PROBLEM SET:
a – List every organization and product named in the text about the VaxGen AIDSVAX trial.
b – Carry on the text about the AIDSVAX efficacy trial from the point at which it stops.

--- EXTRACT PROVIDED Enclosed Below ---

In June 1998, VaxGen Began Its Own Phase 3 Trial

The U.S. Food and Drug Administration (FDA) has given the first go-ahead for what's called an efficacy trial for AIDSVAX©. The trial needs to be large in order to have a certain number of infections in its placebo, or control, group to compare with the number in the vaccinees. And in this country, even in the highest- risk populations, we know that the transmission rates are no more than 1.5 % per year. So there are a couple of things the company has to do. It has to look for people at risk, and they it has an ethical obligation to educate those people to minimize their risks. In this case, VaxGen's projection is that it is going to be able to get an answer with 5,000 participants. Two-thirds of those people will get the candidate vaccine, and one-third will get a placebo.

The vaccine looks very safe. There are reasonably long-term results with the original single-virus vaccine, and the only real side effects are on the order of a sore arm, as far as we know. These products haven't been in people a really long time, but there's no reason to think they would cause any harm as safety was the reason for using this approach in the first place. The vaccine is made with recombinant technology with no live virus involved at any point in the manufacturing.

There is, however, an ongoing controversy in the scientific community about the validity of this particular approach and product. Scientists fall into two camps, and their differences tend to be rather extreme. First, there's the group who thinks that the only way to know whether a product is going to work is to run an efficacy trial. A small trial cannot tell you whether the product protects people because you can't go around trying to infect people. So you need several thousand immunized people to determine with any statistical validity whether this approach is even partly protective. This group, mostly clinical scientists and epidemiologists, espouse the empirical or trial-and-error approach - anything with any chance of working ought to be tested in a big trial. They believe that the only reliable way to get an answer is to do the experiment in humans. Also, they hope the first big trials will teach us to design better vaccines and move us ahead faster, because the epidemic is out of control.

--- End of Enclosed EXTRACT PROVIDED ---
--- STORED DATA Enclosed Below ---

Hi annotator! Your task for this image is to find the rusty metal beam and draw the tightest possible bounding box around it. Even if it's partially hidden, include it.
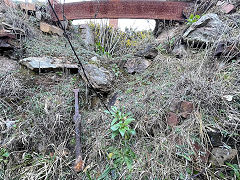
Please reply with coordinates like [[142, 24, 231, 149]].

--- End of Enclosed STORED DATA ---

EXERCISE RESULTS:
a – U.S. Food and Drug Administration (FDA), VaxGen, AIDSVAX

b –
Those in the second group are focused on basic science; studying the plausibility of various approaches in the lab or in animals. Many of them have trouble with VaxGen's approach because it only generates antibody, which is one immune response, activating only one arm of the immune system. People who are infected with HIV generate a lot of their own antibody, which doesn't help them much, if at all. There's a lot of "junk" antibody that doesn't really neutralize virus. And it's very hard to find neutralizing antibodies even in infected people. In fact, there are only three antibodies that have ever been found in infected individuals that neutralize HIV envelope, which is what these vaccines are supposed to do. Also, there's the issue of which viruses you can neutralize, at what level, and what will be protective. Also the newly discovered crystal structure of HIV shows how difficult it must be for antibody to neutralize the virus, so there's been a great deal of skepticism about VaxGen's approach.

No matter which camp you're in, the initiation of VaxGen's phase 3 trial is a newsworthy event because starting this first trial is a political breakthrough. It will be much better to conduct this trial and answer the gp120 question than to argue whether we should have done so for another four or five years. This trial also paves the way for other candidate vaccines. If there's any protection at all - which we can't guarantee, but there could be - we may learn something about the mechanism and use that to design better products, which is what we believe VaxGen would like to do.

VaxGen and Francis are to be commended for persisting with their approach, believing in it so strongly, and raising the funds to finance their own trials, whether one believes in their product or not. If only more private companies, investors, and scientists were willing to champion different approaches, we'd have a more robust HIV vaccine research environment. Mostly, companies are taking a wait-and-see attitude. Things are moving so slowly that you probably shouldn't put serious money on meeting President Clinton's challenge to have an HIV vaccine by 2007.